§ Verilen Metin
>>>>>

Abaküs Yazılım
15. Hukuk Dairesi
Esas No: 2017/2504
Karar No: 2017/4352
Karar Tarihi: 11.12.2017

Yargıtay 15. Hukuk Dairesi 2017/2504 Esas 2017/4352 Karar Sayılı İlamı

Özet:


Dava, iş bedelinden kaynaklanan alacak için başlatılan takibin kesinleşmesi nedeniyle borçlu olunmadığının tespiti istemiyle açılmıştır. Mahkemece, gider avansı yatırılmadığından bahisle dava usulden reddedilmiştir. Ancak, davacı ve davalı arasında akdî ilişki bulunmadığı ve davacının borç üstlendiğine dair bir taahhüdü bulunmadığı için davanın kabulü ile alacaklı kötüniyetli olduğu kanıtlanamadığından kötüniyet tazminatı istemi reddedilmelidir. Mahkeme kararı, ispat külfetinin ters çevrilmesi ve delil avansı yerine gider avansı talep edilmesi nedeniyle bozulmuştur.
Kanun Maddeleri:
- Borçlar Kanunu'nun 110. maddesi: Bir başkasına borcu ödeme taahhüdü
- Hukuk Muhakemeleri Kanunu'nun 120. maddesi: Gider avansı talebi
- Hukuk Muhakemeleri Kanunu'nun 324. maddesi: Delil avansı talebi
15. Hukuk Dairesi         2017/2504 E.  ,  2017/4352 K.

    "İçtihat Metni"


    Mahkemesi : ...Sulh Hukuk Mahkemesi Vek. Av. ...

    Yukarıda tarih ve numarası yazılı hükmün temyizen tetkiki davacı vekili tarafından istenmiş ve temyiz dilekçesinin süresi içinde verildiği anlaşılmış, eksiklik nedeniyle mahalline iade edilen dosya ikmâl edilerek gelmiş olmakla dosyadaki kağıtlar okundu gereği konuşulup düşünüldü:

    - K A R A R -

    Dava, iş bedelinden kaynaklanan alacak için başlatılan takibin kesinleşmesi nedeniyle borçlu olunmadığının tespiti istemine ilişkin olup, mahkemece gider avansı yatırılmadığından bahisle usul yönünden davanın reddine dair verilen hüküm, davacı vekilince temyiz olunmuştur.
    Davacı vekili müvekkilinin yüklenici olup, davalı tarafından aleyhine ... 13. İcra Müdürlüğü"nün 2009/6634 Esas sayılı dosya ile 27.05.2006 tarihli sözleşmeye dayanılarak takip başlatıldığını, oysa sözleşme şartlarının yerine getirildiğini, kooperatif üyelerinin bir mağduriyetinin söz konusu olmadığını, bir borç ihtiva etmediğini, ödeme emrinin işçisine tebliği sonucu takibin kesinleştiğini, borcun kabul edilmemesine rağmen cebri icra baskısı altında borcu kabul etmesinin sağlandığını, davacıdan taahhütname alındığını, haciz sırasında tutanağa imza atıldığını, alacağın bulunmadığını, borçlu olmadığının tespitine karar verilmesini dilemiştir.

<<<<<

§ Çözülecek Sorular
**A)** Yargıtay kararındaki "Davacı vekili müvekkilinin yüklenici olup" sözcükleriyle başlayan paragrafı, temel bilgilerini koruyarak kısa bir madde listesi hâlinde yeniden yazın.
**B)** Yargıtay kararında "Mahkemesi : ...Sulh" sözcüklerini içeren yerden başlayıp "vekilince temyiz olunmuştur." sözcüklerinden sonra biten bölümü yeniden yazın. Bu bölümde "kağıtlar" yerine "belgeler" koyun.
Ardından gelen malzeme başka bir kaynaktan alınmıştır.

§ Sağlanan Malzeme
>>>>>

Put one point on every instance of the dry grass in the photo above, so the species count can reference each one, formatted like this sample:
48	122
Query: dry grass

<<<<<

§ Verilen Cevaplar
**A)**
- Davacı yüklenicidir. Davalı, 27.05.2006 tarihli sözleşmeye dayanarak 13. İcra Müdürlüğü'nün 2009/6634 Esas sayılı dosyasıyla davacı aleyhine takip başlatmıştır.
- Davacı vekiline göre sözleşme şartları yerine getirilmiştir. Kooperatif üyelerinin bir mağduriyeti yoktur ve bir borç söz konusu değildir.
- Ödeme emri davacının işçisine tebliğ edilmiş, bunun sonucunda takip kesinleşmiştir.
- Davacı borcu kabul etmemiştir. Buna rağmen cebri icra baskısıyla borcu kabul etmesi sağlanmıştır.
- Davacıdan taahhütname alınmış, haciz sırasında da tutanağa imza atılmıştır.
- Alacak bulunmadığı için davacının borçlu olmadığının tespiti istenmiştir.

**B)**
Mahkemesi : ...Sulh Hukuk Mahkemesi Vek. Av. ...

    Yukarıda tarih ve numarası yazılı hükmün temyizen tetkiki davacı vekili tarafından istenmiş ve temyiz dilekçesinin süresi içinde verildiği anlaşılmış, eksiklik nedeniyle mahalline iade edilen dosya ikmâl edilerek gelmiş olmakla dosyadaki belgeler okundu gereği konuşulup düşünüldü:

    - K A R A R -

    Dava, iş bedelinden kaynaklanan alacak için başlatılan takibin kesinleşmesi nedeniyle borçlu olunmadığının tespiti istemine ilişkin olup, mahkemece gider avansı yatırılmadığından bahisle usul yönünden davanın reddine dair verilen hüküm, davacı vekilince temyiz olunmuştur.